● Extracted records:
= = = =

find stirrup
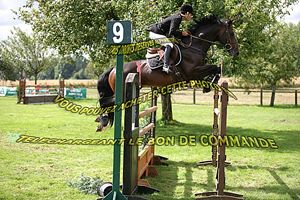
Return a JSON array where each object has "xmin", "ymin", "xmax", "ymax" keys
[{"xmin": 162, "ymin": 65, "xmax": 172, "ymax": 74}]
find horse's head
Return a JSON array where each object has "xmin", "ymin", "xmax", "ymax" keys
[
  {"xmin": 217, "ymin": 20, "xmax": 239, "ymax": 57},
  {"xmin": 189, "ymin": 15, "xmax": 239, "ymax": 57}
]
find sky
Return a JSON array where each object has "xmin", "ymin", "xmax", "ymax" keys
[
  {"xmin": 0, "ymin": 0, "xmax": 299, "ymax": 41},
  {"xmin": 0, "ymin": 0, "xmax": 31, "ymax": 41}
]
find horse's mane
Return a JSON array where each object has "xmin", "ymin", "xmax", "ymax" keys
[{"xmin": 189, "ymin": 14, "xmax": 221, "ymax": 34}]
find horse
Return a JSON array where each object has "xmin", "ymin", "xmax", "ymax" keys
[{"xmin": 96, "ymin": 15, "xmax": 239, "ymax": 132}]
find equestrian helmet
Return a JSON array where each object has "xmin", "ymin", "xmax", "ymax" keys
[{"xmin": 180, "ymin": 4, "xmax": 193, "ymax": 14}]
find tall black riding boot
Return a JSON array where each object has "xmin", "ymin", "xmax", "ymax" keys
[{"xmin": 163, "ymin": 45, "xmax": 172, "ymax": 73}]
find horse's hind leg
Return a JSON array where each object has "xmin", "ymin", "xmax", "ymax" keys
[
  {"xmin": 95, "ymin": 97, "xmax": 115, "ymax": 132},
  {"xmin": 96, "ymin": 68, "xmax": 116, "ymax": 132}
]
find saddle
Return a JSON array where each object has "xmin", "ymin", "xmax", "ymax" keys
[
  {"xmin": 145, "ymin": 44, "xmax": 181, "ymax": 70},
  {"xmin": 145, "ymin": 48, "xmax": 165, "ymax": 69},
  {"xmin": 146, "ymin": 48, "xmax": 164, "ymax": 59}
]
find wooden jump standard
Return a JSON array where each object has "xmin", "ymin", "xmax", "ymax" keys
[
  {"xmin": 197, "ymin": 87, "xmax": 230, "ymax": 167},
  {"xmin": 122, "ymin": 73, "xmax": 167, "ymax": 199},
  {"xmin": 195, "ymin": 81, "xmax": 243, "ymax": 200},
  {"xmin": 18, "ymin": 78, "xmax": 64, "ymax": 104}
]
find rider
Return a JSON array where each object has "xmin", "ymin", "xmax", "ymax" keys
[{"xmin": 148, "ymin": 4, "xmax": 193, "ymax": 73}]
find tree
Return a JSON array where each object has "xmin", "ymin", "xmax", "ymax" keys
[
  {"xmin": 0, "ymin": 56, "xmax": 18, "ymax": 80},
  {"xmin": 236, "ymin": 22, "xmax": 300, "ymax": 106},
  {"xmin": 0, "ymin": 57, "xmax": 10, "ymax": 80},
  {"xmin": 17, "ymin": 0, "xmax": 183, "ymax": 121},
  {"xmin": 0, "ymin": 28, "xmax": 53, "ymax": 83},
  {"xmin": 17, "ymin": 0, "xmax": 299, "ymax": 112}
]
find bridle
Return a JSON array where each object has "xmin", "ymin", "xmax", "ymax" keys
[
  {"xmin": 222, "ymin": 22, "xmax": 237, "ymax": 51},
  {"xmin": 180, "ymin": 22, "xmax": 236, "ymax": 52}
]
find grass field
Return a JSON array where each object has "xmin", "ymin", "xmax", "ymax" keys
[{"xmin": 0, "ymin": 96, "xmax": 299, "ymax": 200}]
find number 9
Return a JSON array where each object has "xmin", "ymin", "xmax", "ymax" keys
[{"xmin": 113, "ymin": 22, "xmax": 124, "ymax": 43}]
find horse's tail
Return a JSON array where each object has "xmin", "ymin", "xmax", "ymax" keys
[{"xmin": 96, "ymin": 67, "xmax": 115, "ymax": 132}]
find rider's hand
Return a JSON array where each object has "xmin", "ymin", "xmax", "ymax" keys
[{"xmin": 182, "ymin": 31, "xmax": 190, "ymax": 36}]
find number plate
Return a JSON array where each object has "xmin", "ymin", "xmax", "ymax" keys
[{"xmin": 107, "ymin": 20, "xmax": 132, "ymax": 45}]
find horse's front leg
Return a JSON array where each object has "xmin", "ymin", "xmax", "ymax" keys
[
  {"xmin": 190, "ymin": 64, "xmax": 221, "ymax": 93},
  {"xmin": 190, "ymin": 64, "xmax": 220, "ymax": 80}
]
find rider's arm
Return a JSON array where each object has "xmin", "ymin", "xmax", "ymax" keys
[{"xmin": 167, "ymin": 15, "xmax": 182, "ymax": 38}]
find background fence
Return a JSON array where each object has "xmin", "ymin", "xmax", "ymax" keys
[
  {"xmin": 1, "ymin": 79, "xmax": 299, "ymax": 106},
  {"xmin": 141, "ymin": 88, "xmax": 299, "ymax": 106}
]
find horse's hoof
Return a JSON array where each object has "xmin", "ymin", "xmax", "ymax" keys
[
  {"xmin": 96, "ymin": 124, "xmax": 104, "ymax": 132},
  {"xmin": 96, "ymin": 124, "xmax": 110, "ymax": 132},
  {"xmin": 95, "ymin": 116, "xmax": 101, "ymax": 122}
]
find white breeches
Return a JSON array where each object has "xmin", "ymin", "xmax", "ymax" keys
[{"xmin": 149, "ymin": 32, "xmax": 174, "ymax": 48}]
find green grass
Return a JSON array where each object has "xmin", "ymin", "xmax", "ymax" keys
[{"xmin": 0, "ymin": 96, "xmax": 299, "ymax": 200}]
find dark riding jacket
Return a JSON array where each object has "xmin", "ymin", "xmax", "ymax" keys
[{"xmin": 149, "ymin": 13, "xmax": 182, "ymax": 38}]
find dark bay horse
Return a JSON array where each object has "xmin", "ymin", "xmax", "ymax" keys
[{"xmin": 96, "ymin": 15, "xmax": 239, "ymax": 131}]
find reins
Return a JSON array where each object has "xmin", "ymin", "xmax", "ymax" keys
[{"xmin": 191, "ymin": 34, "xmax": 219, "ymax": 45}]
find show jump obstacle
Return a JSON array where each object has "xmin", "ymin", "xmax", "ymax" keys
[
  {"xmin": 195, "ymin": 82, "xmax": 243, "ymax": 200},
  {"xmin": 99, "ymin": 19, "xmax": 166, "ymax": 200},
  {"xmin": 122, "ymin": 73, "xmax": 167, "ymax": 198},
  {"xmin": 17, "ymin": 78, "xmax": 64, "ymax": 104},
  {"xmin": 98, "ymin": 73, "xmax": 167, "ymax": 200}
]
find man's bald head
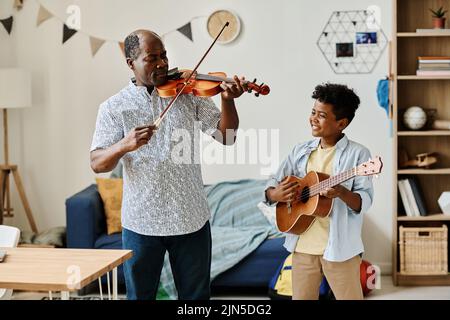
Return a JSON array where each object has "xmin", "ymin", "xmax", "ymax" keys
[
  {"xmin": 124, "ymin": 29, "xmax": 162, "ymax": 61},
  {"xmin": 124, "ymin": 29, "xmax": 169, "ymax": 87}
]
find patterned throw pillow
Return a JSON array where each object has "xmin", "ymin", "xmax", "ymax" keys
[{"xmin": 96, "ymin": 178, "xmax": 123, "ymax": 235}]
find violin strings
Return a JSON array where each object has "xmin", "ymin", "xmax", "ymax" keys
[{"xmin": 196, "ymin": 74, "xmax": 236, "ymax": 83}]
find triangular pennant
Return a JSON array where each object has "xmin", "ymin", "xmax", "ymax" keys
[
  {"xmin": 13, "ymin": 0, "xmax": 24, "ymax": 11},
  {"xmin": 62, "ymin": 23, "xmax": 77, "ymax": 44},
  {"xmin": 177, "ymin": 22, "xmax": 193, "ymax": 41},
  {"xmin": 90, "ymin": 36, "xmax": 105, "ymax": 57},
  {"xmin": 119, "ymin": 42, "xmax": 125, "ymax": 57},
  {"xmin": 36, "ymin": 5, "xmax": 52, "ymax": 27},
  {"xmin": 0, "ymin": 16, "xmax": 13, "ymax": 35}
]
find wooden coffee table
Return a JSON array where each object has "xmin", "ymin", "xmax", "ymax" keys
[{"xmin": 0, "ymin": 247, "xmax": 132, "ymax": 300}]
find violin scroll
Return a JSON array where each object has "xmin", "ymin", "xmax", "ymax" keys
[{"xmin": 248, "ymin": 78, "xmax": 270, "ymax": 97}]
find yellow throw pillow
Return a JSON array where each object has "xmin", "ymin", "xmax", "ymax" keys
[{"xmin": 96, "ymin": 178, "xmax": 123, "ymax": 235}]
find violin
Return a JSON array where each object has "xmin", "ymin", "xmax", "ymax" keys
[
  {"xmin": 156, "ymin": 68, "xmax": 270, "ymax": 98},
  {"xmin": 153, "ymin": 22, "xmax": 268, "ymax": 128}
]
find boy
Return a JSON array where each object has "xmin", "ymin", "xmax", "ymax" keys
[{"xmin": 264, "ymin": 83, "xmax": 374, "ymax": 300}]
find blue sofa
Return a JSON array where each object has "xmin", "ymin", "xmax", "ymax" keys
[{"xmin": 65, "ymin": 184, "xmax": 290, "ymax": 295}]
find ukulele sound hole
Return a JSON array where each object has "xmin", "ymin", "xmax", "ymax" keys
[{"xmin": 300, "ymin": 186, "xmax": 310, "ymax": 203}]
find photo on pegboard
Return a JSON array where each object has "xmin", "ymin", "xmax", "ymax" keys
[
  {"xmin": 336, "ymin": 43, "xmax": 354, "ymax": 57},
  {"xmin": 317, "ymin": 10, "xmax": 388, "ymax": 74},
  {"xmin": 356, "ymin": 32, "xmax": 377, "ymax": 44}
]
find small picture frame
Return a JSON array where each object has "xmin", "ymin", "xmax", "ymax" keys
[
  {"xmin": 336, "ymin": 42, "xmax": 354, "ymax": 57},
  {"xmin": 356, "ymin": 32, "xmax": 377, "ymax": 44}
]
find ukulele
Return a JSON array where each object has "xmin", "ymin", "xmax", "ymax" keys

= = = =

Which lines of the records above hold the word "rider"? Copy each one out.

● Exercise result:
find rider
find rider's hand
find rider's arm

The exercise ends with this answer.